Voici 13 ans que Vache de Blues existe et l’année 2013 aura encore fait honneur au talent de programmeur de Nico Vallone.

Le vendredi s’est ouvert avec Vecchi E Brutti, groupe de rock pilier de la scène locale, dont le patronyme en italien rappelle les liens historiques forts existant entre la région et l’Italie, dont beaucoup de représentants sont venus travailler dans les usines locales. Ont suivi Bo Weavil, Flyin’ Saucers Gumbo Special et Blues Power Band. Les retours de ceux qui pouvaient être là dès ce premier soir ont été unanymes : il y avait déjà le feu !
Nous sommes arrivés le samedi qui démarrait avec une master class de Marco Pandolfi pour la guitare et l’harmonica. Le groupe anglais Babajack ouvrait ensuite la petite scène. Composé de Becky Tate (vo, perc), Trevor Steger (g, hca) et Marc Miletitch (contrebasse), le groupe a la particularité de fabriquer tous ses instruments avec lesquels il interprète un blues électro-acoustique ancien, sombre, mais parfois plus éclectique puisqu’ils joueront Black Betty de Ram Jam en rappel.

 


Babajack

 

Marco Pandolfi (vo, g, hca) leur succède, accompagné du seul Frederico Panternelli à la batterie. Chicago blues classique au menu, son chaleureux, solos déliés, chant posé, ça se déguste comme du bon vin.

 


Marco Pandolfi et Frederico Panternelli

 

Le groupe belge Fried Bourbon, Steven Troch (vo, hca), Tim Lelegems (g), Chris Forget (b) et Stefan Decoene (dm), va emballer le rythme avec son jump blues, faits de reprises de blues de Chicago (Little Walter, Sonny Boy n°2), du Sud (Jerry McCain), et d’originaux, et quelques boogies dont ils se sont fait une spécialité.

» DONNÉES
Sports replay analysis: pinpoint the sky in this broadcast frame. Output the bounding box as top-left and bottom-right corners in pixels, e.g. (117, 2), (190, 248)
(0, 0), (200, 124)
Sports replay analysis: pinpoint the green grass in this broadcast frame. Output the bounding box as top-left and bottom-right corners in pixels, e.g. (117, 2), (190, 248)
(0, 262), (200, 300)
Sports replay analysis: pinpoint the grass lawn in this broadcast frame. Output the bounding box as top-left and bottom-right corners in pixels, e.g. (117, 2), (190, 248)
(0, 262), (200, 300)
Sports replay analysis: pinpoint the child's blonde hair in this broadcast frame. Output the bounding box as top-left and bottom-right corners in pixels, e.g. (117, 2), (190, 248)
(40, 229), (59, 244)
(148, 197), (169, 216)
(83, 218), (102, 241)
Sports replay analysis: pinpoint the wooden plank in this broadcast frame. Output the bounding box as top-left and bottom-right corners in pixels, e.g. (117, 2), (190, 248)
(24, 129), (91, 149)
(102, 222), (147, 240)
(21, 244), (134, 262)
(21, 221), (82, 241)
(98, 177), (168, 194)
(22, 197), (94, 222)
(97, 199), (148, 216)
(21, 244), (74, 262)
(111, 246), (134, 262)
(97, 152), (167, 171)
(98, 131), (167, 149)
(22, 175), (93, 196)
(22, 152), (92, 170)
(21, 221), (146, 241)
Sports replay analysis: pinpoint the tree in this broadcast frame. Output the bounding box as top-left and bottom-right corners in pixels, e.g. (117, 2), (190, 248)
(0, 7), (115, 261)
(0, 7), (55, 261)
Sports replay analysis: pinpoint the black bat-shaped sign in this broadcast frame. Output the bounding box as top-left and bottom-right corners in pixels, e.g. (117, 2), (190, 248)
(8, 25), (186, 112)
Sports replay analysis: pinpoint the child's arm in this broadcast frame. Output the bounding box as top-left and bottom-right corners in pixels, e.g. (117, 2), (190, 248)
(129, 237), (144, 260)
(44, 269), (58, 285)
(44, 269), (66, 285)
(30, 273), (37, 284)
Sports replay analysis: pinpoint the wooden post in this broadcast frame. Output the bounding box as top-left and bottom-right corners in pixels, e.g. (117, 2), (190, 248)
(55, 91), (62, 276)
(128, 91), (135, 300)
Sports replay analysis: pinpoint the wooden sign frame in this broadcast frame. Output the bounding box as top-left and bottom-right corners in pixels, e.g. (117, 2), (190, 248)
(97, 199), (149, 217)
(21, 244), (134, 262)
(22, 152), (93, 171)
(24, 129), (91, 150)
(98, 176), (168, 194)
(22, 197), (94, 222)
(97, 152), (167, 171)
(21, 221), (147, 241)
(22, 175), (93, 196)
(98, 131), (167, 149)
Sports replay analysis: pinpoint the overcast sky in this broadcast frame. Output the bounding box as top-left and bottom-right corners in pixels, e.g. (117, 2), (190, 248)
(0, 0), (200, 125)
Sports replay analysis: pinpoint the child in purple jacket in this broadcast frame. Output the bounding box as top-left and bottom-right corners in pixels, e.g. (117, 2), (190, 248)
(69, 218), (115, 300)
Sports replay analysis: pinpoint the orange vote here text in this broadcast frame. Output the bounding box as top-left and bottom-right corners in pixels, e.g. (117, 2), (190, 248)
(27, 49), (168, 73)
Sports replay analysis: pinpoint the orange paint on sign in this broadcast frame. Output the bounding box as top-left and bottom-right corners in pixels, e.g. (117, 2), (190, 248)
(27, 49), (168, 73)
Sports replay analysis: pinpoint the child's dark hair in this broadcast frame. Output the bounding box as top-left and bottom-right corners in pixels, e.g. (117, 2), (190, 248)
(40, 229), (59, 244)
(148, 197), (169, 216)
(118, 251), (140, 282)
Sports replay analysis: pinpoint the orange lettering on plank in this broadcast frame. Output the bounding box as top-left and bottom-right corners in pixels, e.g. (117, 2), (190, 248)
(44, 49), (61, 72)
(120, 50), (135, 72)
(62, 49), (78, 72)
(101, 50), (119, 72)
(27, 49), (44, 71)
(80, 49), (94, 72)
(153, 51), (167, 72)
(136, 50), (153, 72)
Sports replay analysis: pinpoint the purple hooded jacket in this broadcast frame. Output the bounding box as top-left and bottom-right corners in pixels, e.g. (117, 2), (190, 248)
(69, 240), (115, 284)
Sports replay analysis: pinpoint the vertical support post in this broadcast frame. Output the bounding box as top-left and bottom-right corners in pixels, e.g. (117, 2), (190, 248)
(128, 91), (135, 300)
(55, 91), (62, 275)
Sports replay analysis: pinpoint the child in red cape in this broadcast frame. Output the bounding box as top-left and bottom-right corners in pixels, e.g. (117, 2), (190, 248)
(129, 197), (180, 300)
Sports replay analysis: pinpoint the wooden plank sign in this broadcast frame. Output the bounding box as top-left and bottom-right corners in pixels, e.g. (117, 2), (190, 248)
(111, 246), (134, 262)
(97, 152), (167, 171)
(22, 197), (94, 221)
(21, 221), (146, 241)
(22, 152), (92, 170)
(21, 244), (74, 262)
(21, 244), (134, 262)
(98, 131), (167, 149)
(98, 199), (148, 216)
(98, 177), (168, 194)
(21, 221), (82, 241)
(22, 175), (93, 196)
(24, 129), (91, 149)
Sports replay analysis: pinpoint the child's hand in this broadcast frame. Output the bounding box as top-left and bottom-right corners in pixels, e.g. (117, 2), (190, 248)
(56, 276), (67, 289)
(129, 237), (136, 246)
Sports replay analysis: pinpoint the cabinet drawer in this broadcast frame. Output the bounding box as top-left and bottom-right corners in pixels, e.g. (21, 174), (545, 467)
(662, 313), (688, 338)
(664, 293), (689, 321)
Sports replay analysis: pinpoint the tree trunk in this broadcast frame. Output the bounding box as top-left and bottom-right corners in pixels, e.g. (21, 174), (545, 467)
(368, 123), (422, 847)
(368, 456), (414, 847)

» EXERCICES
A. Veuillez recopier, dans le texte sur le festival Vache de Blues, le passage compris entre « Le groupe belge » et « fait une spécialité. », ces deux bornes incluses.
B. Poursuivez le texte sur le festival Vache de Blues à partir de l'endroit où il s'arrête.

» CORRIGÉ
A.
Le groupe belge Fried Bourbon, Steven Troch (vo, hca), Tim Lelegems (g), Chris Forget (b) et Stefan Decoene (dm), va emballer le rythme avec son jump blues, faits de reprises de blues de Chicago (Little Walter, Sonny Boy n°2), du Sud (Jerry McCain), et d’originaux, et quelques boogies dont ils se sont fait une spécialité.

B.
 


Fried Bourbon

 

Le public est désormais debout et va le rester avec Alexx & The Mooonshiners dont le rock très musclé va faire grimper la température. Alexx se donne à fond au chant, arpente la scène dans tous les sens, provoque ses musiciens qui répondent au quart de tour. Lionel Riss est comme toujours étincelant à la guitare, et la rythmique est solide.

 


Alexx & the Moonshineers

 

La soirée se passe sur la grande scène et va commencer par une énorme claque : la Soul Gift Review de Raphael Wressnig, avec Silvio Berger à la batterie, Enrico Crivellaro à la guitare, Deitra Farr au chant et Sax Gordon au chant et au saxophone, va enflammer le public, au sens figuré et propre aussi puisque Raphael mettra le feu à son orgue en fin de concert. Ouverture en trio avec un Jelly bread très chaud, puis arrivée de Sax Gordon déchainé d’entrée avec Big & hot, extrait de son nouvel album, et entrée en scène de Deitra Farr, qui va certes s’assoir mais qui reste majestueuse dans la voix, la présence, l’autorité. À partir de là, le show bascule dans la folie, en totale fusion avec le public. R&B, soul, blues, funk, tout y passe, les riffs des uns soutiennent les solos des autres, jusqu’au feu d’artifice final, et il faudra un rappel, un peu plus calme, pour nous aider à redescendre.

 


Enrico Crivellaro, Sax Gordon, Deitra Farr et Silvio Berger


Raphael Wressnig met le feu !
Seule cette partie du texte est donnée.